• EXERCISE DETAILS: Excluding pictures, give the entries again exactly as they appear.

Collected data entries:
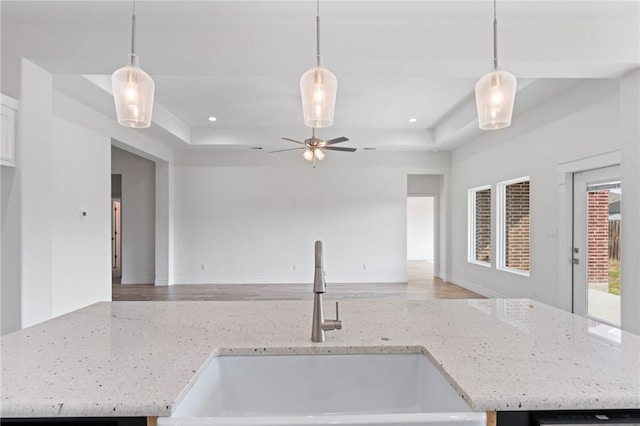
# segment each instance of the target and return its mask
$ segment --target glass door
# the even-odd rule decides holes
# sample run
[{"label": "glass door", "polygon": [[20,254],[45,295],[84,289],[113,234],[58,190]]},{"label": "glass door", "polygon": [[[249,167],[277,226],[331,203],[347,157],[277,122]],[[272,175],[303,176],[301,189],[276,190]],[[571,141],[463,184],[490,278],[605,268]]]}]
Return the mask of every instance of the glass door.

• SOLUTION:
# segment each instance of the target and return its mask
$ segment --target glass door
# the even-odd rule decides holes
# sample run
[{"label": "glass door", "polygon": [[20,254],[45,295],[84,289],[113,234],[58,190]]},{"label": "glass door", "polygon": [[[249,167],[277,226],[331,203],[347,157],[277,122]],[[272,175],[303,176],[301,189],[276,190]],[[571,141],[463,184],[490,278],[605,268]]]}]
Return the mask of every instance of the glass door.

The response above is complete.